» **Task to carry out**:
Below are the entries; set down each of them exactly.

[Point localization data]
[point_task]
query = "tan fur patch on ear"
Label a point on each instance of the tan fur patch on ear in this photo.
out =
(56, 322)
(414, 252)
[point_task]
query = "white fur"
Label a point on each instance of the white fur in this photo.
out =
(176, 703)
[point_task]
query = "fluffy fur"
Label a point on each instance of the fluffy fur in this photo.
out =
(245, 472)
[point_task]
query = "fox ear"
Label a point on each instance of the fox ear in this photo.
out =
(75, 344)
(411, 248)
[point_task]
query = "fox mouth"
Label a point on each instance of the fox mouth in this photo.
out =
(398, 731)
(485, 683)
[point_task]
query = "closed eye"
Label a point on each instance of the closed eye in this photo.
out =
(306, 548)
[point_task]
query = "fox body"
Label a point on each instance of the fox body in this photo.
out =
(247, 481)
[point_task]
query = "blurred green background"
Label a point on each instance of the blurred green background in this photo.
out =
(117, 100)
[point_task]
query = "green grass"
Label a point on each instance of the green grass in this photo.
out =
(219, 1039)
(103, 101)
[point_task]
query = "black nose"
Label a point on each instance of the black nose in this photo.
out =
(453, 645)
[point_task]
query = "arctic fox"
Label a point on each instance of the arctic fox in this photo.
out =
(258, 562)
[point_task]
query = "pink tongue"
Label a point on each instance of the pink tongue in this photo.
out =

» **Solution**:
[point_task]
query = "tan fur patch on ear"
Label a point on each instance of the tan fur patch on ear in this photo.
out =
(56, 322)
(414, 252)
[point_task]
query = "white fur"
Label a point on each instance of the white fur in this photo.
out =
(176, 703)
[point_task]
query = "fluffy fur"
Label a point on each instance of the fluffy fur in this photo.
out =
(245, 472)
[point_task]
query = "fox ear"
Label a point on each instance of the fox ear in this photo.
out =
(75, 344)
(411, 248)
[point_task]
query = "fox mouth"
Label a point on each instance of the fox mouth in this photo.
out =
(398, 731)
(485, 683)
[point_task]
query = "closed eye"
Label a point on each instance of the closed eye in this photo.
out =
(306, 548)
[point_task]
query = "fox body"
Label a point on each instance of the fox body in this photo.
out =
(247, 481)
[point_task]
query = "blurred green background"
Label a point on each instance of the blurred green background in this photo.
out =
(117, 100)
[point_task]
query = "green grass"
Label a point on each instance of the green grass in this photo.
out =
(219, 1039)
(103, 101)
[point_task]
query = "black nose"
Label a point on each instance of the black nose in this photo.
out =
(453, 645)
[point_task]
query = "arctic fox"
Label a point on each instance of the arctic fox in this photo.
out =
(258, 562)
[point_task]
query = "pink tongue"
Label a point on each instance of the pink tongue in this photo.
out =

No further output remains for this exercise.